EXERCISE INPUTS:
====================

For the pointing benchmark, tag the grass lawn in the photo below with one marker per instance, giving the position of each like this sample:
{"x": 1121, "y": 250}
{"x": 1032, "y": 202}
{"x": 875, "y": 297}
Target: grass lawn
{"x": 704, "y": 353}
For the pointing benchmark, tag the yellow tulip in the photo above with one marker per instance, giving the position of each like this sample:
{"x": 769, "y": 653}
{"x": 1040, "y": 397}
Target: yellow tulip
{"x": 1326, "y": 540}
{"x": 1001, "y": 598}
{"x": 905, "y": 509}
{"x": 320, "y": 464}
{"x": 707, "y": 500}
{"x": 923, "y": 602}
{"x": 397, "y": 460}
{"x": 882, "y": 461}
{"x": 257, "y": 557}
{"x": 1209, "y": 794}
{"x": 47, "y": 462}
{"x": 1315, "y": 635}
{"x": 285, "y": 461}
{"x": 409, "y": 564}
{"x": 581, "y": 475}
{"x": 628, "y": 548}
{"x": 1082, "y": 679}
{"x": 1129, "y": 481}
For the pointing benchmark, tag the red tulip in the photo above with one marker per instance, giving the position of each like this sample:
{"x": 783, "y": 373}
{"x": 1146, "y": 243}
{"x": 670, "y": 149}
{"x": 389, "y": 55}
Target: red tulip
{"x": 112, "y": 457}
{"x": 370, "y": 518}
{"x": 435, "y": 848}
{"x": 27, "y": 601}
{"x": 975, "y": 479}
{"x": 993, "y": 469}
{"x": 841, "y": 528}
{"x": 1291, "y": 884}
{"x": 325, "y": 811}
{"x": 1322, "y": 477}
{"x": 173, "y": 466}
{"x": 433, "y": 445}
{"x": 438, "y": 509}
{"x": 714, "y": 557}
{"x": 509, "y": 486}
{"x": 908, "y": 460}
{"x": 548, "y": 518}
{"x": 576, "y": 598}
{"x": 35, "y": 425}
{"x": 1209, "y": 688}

====================

EXERCISE DETAILS: Quote, word for word, every line starting at the one that contains "For the pointing benchmark, tag the red" and ending with the final line of the entries.

RESPONSE FOR THIS EXERCISE:
For the pointing benchmark, tag the red tulip in the photo above with one marker per instance, giving the position of each like this sample:
{"x": 783, "y": 373}
{"x": 1146, "y": 243}
{"x": 670, "y": 149}
{"x": 389, "y": 55}
Target: red tulip
{"x": 112, "y": 457}
{"x": 370, "y": 518}
{"x": 435, "y": 848}
{"x": 27, "y": 601}
{"x": 975, "y": 479}
{"x": 993, "y": 469}
{"x": 841, "y": 528}
{"x": 1291, "y": 884}
{"x": 325, "y": 811}
{"x": 1322, "y": 477}
{"x": 173, "y": 466}
{"x": 433, "y": 445}
{"x": 438, "y": 509}
{"x": 714, "y": 557}
{"x": 509, "y": 486}
{"x": 908, "y": 460}
{"x": 548, "y": 518}
{"x": 576, "y": 598}
{"x": 35, "y": 425}
{"x": 1209, "y": 688}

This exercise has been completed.